• Task details: Write out exactly the lines below that run from the one containing "Where can the rocky" through the one containing "Where can the bush", both included, with no other lines.

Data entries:
-*-*-

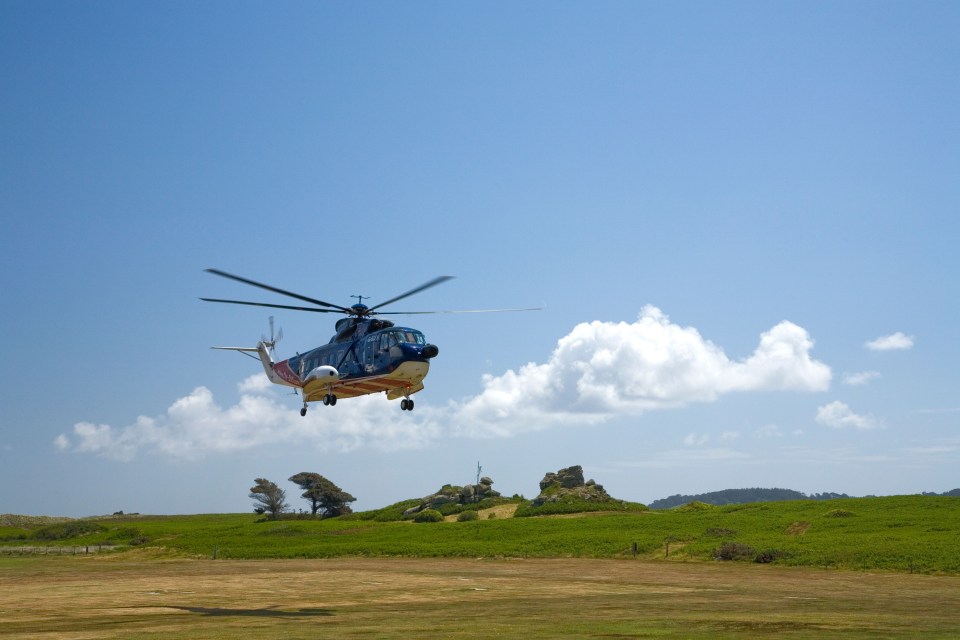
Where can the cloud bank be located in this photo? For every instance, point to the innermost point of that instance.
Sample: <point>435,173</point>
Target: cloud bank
<point>839,416</point>
<point>599,371</point>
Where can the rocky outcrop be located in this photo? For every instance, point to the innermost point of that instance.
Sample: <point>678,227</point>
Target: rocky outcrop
<point>568,483</point>
<point>453,494</point>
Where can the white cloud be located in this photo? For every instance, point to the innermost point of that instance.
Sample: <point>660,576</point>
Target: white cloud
<point>860,378</point>
<point>604,369</point>
<point>769,431</point>
<point>599,371</point>
<point>195,425</point>
<point>893,342</point>
<point>839,416</point>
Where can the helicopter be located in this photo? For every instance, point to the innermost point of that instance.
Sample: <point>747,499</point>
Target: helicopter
<point>366,354</point>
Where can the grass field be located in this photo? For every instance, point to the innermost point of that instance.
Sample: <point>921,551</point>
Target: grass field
<point>856,568</point>
<point>911,534</point>
<point>141,596</point>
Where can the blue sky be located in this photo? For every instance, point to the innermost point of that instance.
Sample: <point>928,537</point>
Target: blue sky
<point>740,217</point>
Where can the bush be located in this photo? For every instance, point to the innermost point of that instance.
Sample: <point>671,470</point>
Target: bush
<point>734,551</point>
<point>770,555</point>
<point>428,515</point>
<point>68,530</point>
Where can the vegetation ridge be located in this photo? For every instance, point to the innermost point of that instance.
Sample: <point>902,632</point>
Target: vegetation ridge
<point>899,533</point>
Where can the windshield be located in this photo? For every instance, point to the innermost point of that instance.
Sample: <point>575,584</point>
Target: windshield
<point>410,336</point>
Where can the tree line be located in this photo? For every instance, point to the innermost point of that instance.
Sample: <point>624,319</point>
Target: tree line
<point>325,498</point>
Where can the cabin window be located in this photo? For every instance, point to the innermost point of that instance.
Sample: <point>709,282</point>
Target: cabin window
<point>412,337</point>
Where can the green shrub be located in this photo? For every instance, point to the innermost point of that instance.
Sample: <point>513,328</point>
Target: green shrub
<point>66,530</point>
<point>696,505</point>
<point>770,555</point>
<point>428,515</point>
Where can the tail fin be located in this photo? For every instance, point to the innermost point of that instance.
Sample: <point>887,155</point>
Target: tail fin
<point>263,351</point>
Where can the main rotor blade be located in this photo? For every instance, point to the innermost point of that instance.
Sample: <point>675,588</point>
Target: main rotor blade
<point>413,313</point>
<point>272,306</point>
<point>253,283</point>
<point>425,285</point>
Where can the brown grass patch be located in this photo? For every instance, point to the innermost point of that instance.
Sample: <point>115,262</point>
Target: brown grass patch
<point>130,595</point>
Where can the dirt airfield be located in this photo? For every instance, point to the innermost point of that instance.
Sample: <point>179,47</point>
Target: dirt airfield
<point>129,596</point>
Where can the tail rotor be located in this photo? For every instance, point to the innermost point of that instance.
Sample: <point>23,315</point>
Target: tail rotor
<point>274,338</point>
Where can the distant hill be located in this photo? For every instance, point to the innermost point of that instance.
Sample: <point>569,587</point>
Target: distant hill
<point>742,496</point>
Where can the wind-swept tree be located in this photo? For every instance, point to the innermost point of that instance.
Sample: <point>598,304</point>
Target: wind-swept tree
<point>268,498</point>
<point>324,497</point>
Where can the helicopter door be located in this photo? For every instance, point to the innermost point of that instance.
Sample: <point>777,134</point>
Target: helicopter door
<point>370,344</point>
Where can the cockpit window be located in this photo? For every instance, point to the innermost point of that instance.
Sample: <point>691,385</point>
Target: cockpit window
<point>411,337</point>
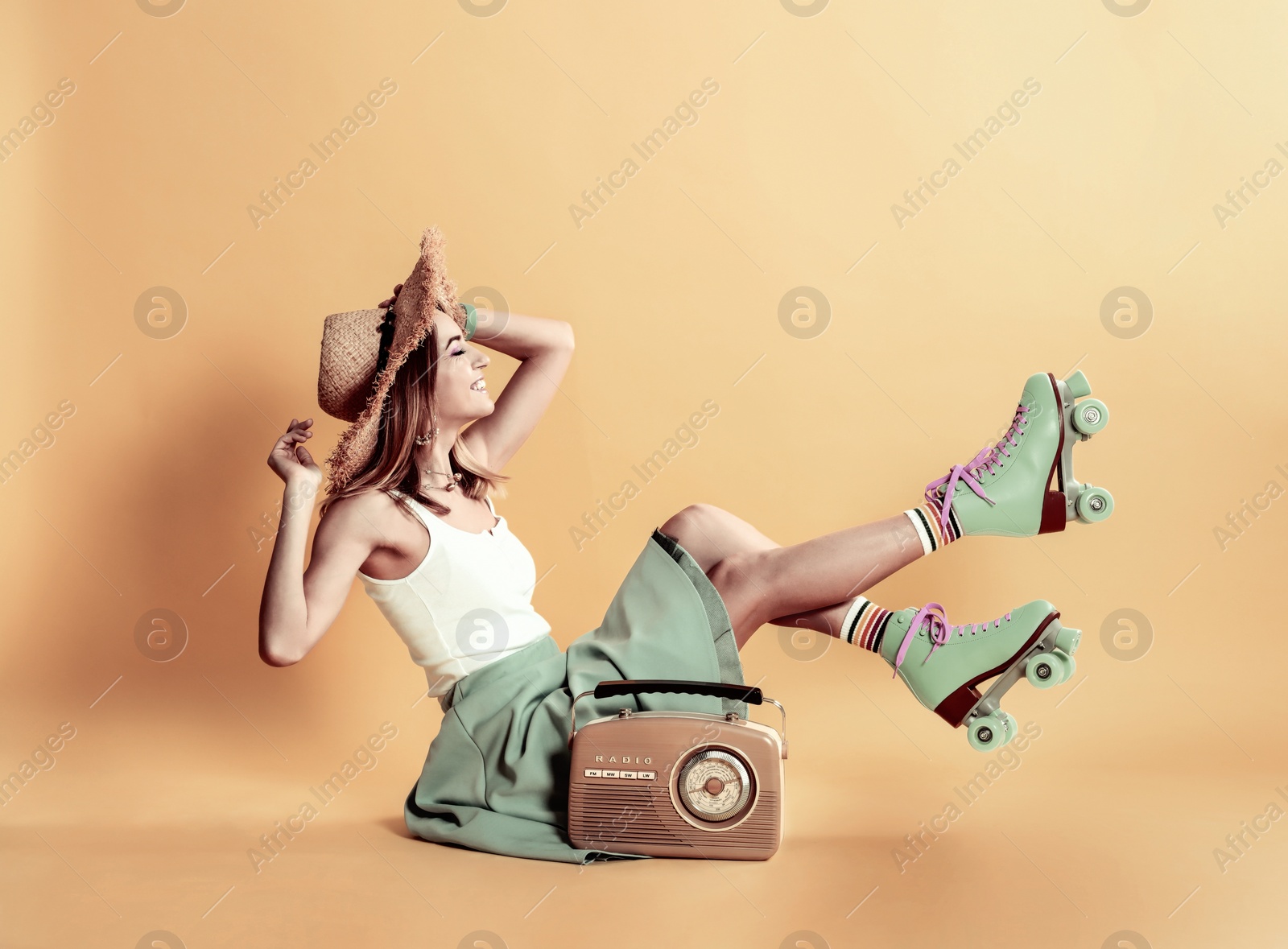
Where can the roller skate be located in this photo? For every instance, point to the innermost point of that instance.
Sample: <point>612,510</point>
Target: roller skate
<point>1006,489</point>
<point>943,663</point>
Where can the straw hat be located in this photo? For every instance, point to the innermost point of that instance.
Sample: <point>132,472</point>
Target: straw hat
<point>353,382</point>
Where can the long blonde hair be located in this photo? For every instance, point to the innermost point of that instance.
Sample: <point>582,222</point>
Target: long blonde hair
<point>411,408</point>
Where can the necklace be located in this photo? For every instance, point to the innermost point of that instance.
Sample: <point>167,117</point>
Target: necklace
<point>455,478</point>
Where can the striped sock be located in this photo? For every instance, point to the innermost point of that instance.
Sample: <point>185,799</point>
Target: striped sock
<point>933,534</point>
<point>865,624</point>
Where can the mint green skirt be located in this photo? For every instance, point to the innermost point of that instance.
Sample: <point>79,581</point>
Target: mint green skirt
<point>496,775</point>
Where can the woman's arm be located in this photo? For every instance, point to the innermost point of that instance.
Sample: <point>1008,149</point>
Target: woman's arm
<point>544,349</point>
<point>298,607</point>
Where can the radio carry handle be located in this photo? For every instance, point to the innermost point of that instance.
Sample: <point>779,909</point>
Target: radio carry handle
<point>609,688</point>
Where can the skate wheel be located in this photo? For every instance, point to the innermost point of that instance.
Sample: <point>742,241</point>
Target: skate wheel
<point>1094,505</point>
<point>1045,671</point>
<point>1067,640</point>
<point>1090,416</point>
<point>987,733</point>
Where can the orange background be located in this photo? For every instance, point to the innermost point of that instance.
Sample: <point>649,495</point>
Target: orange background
<point>151,489</point>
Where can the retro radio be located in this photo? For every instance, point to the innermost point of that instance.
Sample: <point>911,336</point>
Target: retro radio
<point>676,783</point>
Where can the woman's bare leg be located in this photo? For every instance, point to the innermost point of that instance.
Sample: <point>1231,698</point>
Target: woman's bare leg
<point>808,585</point>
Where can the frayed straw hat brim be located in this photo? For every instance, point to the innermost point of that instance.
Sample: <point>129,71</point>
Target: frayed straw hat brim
<point>351,347</point>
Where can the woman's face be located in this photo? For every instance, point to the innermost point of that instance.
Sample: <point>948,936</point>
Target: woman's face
<point>459,388</point>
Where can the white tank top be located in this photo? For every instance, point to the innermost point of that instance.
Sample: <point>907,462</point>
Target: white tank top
<point>469,601</point>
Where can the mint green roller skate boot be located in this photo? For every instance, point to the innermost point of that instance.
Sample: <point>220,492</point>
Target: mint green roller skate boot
<point>943,663</point>
<point>1006,489</point>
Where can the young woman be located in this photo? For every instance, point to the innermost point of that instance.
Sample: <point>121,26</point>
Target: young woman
<point>409,513</point>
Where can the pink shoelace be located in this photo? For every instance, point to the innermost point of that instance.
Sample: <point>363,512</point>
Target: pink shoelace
<point>987,459</point>
<point>940,631</point>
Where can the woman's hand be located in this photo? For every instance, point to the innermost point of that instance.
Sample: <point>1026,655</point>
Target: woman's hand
<point>386,304</point>
<point>291,461</point>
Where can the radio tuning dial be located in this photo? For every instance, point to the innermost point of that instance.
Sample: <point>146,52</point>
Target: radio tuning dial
<point>714,785</point>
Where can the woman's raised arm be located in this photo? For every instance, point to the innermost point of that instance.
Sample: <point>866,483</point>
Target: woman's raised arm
<point>544,348</point>
<point>298,607</point>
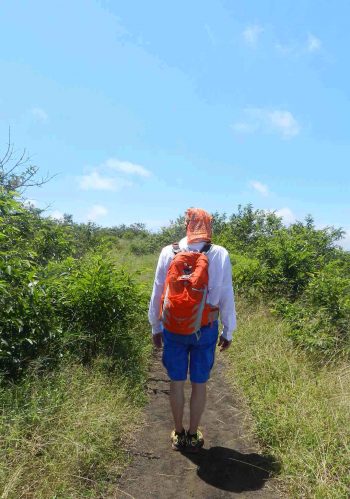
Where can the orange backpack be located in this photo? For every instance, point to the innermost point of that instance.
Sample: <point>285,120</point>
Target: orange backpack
<point>183,307</point>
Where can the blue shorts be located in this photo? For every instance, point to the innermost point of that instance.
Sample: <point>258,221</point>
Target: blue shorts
<point>182,350</point>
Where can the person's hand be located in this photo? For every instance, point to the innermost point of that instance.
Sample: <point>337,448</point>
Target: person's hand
<point>158,340</point>
<point>224,344</point>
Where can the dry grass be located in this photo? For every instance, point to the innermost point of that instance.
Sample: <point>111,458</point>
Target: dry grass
<point>301,411</point>
<point>62,436</point>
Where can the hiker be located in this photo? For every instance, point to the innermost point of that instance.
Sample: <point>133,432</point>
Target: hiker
<point>192,286</point>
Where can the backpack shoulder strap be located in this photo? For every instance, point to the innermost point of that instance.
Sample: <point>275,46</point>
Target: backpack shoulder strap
<point>176,248</point>
<point>206,248</point>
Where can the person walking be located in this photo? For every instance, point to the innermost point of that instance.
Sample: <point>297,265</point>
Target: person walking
<point>192,288</point>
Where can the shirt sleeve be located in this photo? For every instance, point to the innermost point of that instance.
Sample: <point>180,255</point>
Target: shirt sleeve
<point>227,301</point>
<point>158,286</point>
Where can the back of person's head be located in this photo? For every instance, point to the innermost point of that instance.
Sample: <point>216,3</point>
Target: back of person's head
<point>198,225</point>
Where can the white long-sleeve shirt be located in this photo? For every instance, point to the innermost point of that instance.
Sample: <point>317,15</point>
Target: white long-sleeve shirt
<point>220,290</point>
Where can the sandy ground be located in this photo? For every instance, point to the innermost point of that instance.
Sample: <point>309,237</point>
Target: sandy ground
<point>227,466</point>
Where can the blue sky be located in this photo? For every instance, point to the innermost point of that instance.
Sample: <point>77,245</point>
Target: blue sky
<point>145,108</point>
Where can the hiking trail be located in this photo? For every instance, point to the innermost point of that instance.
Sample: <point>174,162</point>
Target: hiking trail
<point>228,465</point>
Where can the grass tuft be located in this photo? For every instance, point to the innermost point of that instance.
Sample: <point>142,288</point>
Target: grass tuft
<point>301,410</point>
<point>63,435</point>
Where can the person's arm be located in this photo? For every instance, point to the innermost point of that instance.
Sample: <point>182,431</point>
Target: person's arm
<point>158,286</point>
<point>227,305</point>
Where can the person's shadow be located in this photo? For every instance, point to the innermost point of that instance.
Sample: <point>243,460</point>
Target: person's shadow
<point>231,470</point>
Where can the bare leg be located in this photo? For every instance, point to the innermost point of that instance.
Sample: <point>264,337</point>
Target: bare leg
<point>177,401</point>
<point>197,404</point>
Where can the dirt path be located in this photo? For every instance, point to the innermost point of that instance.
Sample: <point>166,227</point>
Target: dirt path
<point>227,466</point>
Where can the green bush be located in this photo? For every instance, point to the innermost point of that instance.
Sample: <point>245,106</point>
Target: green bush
<point>102,311</point>
<point>320,320</point>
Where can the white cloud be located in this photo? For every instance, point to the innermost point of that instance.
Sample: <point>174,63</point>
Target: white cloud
<point>127,167</point>
<point>287,215</point>
<point>268,121</point>
<point>258,186</point>
<point>96,181</point>
<point>57,215</point>
<point>297,48</point>
<point>211,36</point>
<point>96,212</point>
<point>313,43</point>
<point>283,122</point>
<point>251,34</point>
<point>345,242</point>
<point>39,114</point>
<point>31,203</point>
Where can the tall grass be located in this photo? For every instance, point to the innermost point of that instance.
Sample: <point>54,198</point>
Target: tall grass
<point>62,435</point>
<point>301,410</point>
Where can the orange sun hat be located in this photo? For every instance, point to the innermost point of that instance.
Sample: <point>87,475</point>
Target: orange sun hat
<point>198,223</point>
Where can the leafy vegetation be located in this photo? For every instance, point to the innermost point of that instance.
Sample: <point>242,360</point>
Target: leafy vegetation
<point>74,352</point>
<point>300,409</point>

-*-*-

• Response to the task:
Where can the rocky outcrop be located in this photo? For every instance, point to the innermost point of that instance.
Sample: <point>678,227</point>
Target: rocky outcrop
<point>568,483</point>
<point>453,494</point>
Where can the white cloud be located in this photo? For every instance, point to the innermost point of that instance.
Sample: <point>660,576</point>
Target: white cloud
<point>860,378</point>
<point>604,369</point>
<point>769,431</point>
<point>599,371</point>
<point>195,425</point>
<point>893,342</point>
<point>839,416</point>
Where can the helicopter be located in this photo? For every instance, point to the innermost point of that instance.
Sample: <point>747,499</point>
Target: helicopter
<point>366,354</point>
Where can the grass field be located in this photo? For every instance, point to the innermost point of that instance.
Sample: <point>921,551</point>
Target: grass field
<point>856,568</point>
<point>911,534</point>
<point>141,596</point>
Where can the blue sky be located in this photo? For every instance, point to the innermost point of that instance.
Sample: <point>928,537</point>
Target: blue sky
<point>740,217</point>
Where can the bush be located in this photo? For every instance, point to the innermost point of that instance.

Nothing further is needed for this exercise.